# Exercise passage:
Henrietta Treyz, co-founder of Veda Partners, said frustration is mounting among U.S. lawmakers over the widening gap between aggressive trade rhetoric and actual agreements.

“Down in Washington, D.C., the agita is over the fact that India now has inked 100 percent more deals than Donald Trump this year,” Treyz said in an interview, pointing to concerns that the administration has been unable to convert pressure tactics into signed trade pacts.

Treyz recalled the administration’s pledge earlier in the year to deliver rapid progress on trade negotiations. “In the 90 deals in 90 days period of time this summer, if you’ll recall that when Treasury Secretary Scott Bessent and USTR Jamieson Greer were out there, they promised those 90 deals in 90 days,” she said.

She argued that the outcome has fallen far short of that goal. “We have two deals in 10 months, and those are with Cambodia and Malaysia,” Treyz said, adding that negotiations with South Korea have stalled.

The lack of progress is especially troubling to lawmakers, she said, given the state of trade relations before the current administration took office. “The irony and the trouble for lawmakers is that going into this administration, 96 percent of trade with South Korea was covered by a free trade agreement,” Treyz said. “We had zero percent tariffs.”

# Listed records:
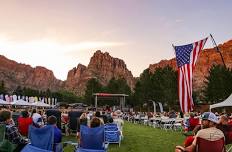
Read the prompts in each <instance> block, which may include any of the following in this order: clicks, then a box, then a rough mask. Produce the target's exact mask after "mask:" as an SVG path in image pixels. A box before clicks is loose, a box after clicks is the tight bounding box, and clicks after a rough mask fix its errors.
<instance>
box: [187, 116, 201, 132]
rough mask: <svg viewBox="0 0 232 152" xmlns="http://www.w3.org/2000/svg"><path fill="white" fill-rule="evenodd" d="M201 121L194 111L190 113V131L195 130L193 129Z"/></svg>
mask: <svg viewBox="0 0 232 152" xmlns="http://www.w3.org/2000/svg"><path fill="white" fill-rule="evenodd" d="M199 123H200V121H199V118H196V117H195V114H194V113H190V118H189V128H188V131H193V129H194V128H195V127H196V126H197V125H199Z"/></svg>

# Exercise directions:
Retype the trade excerpt from "Henrietta Treyz, co-founder" up to and including "signed trade pacts.". The entries have no connection to the trade excerpt.

# Answer for this exercise:
Henrietta Treyz, co-founder of Veda Partners, said frustration is mounting among U.S. lawmakers over the widening gap between aggressive trade rhetoric and actual agreements.

“Down in Washington, D.C., the agita is over the fact that India now has inked 100 percent more deals than Donald Trump this year,” Treyz said in an interview, pointing to concerns that the administration has been unable to convert pressure tactics into signed trade pacts.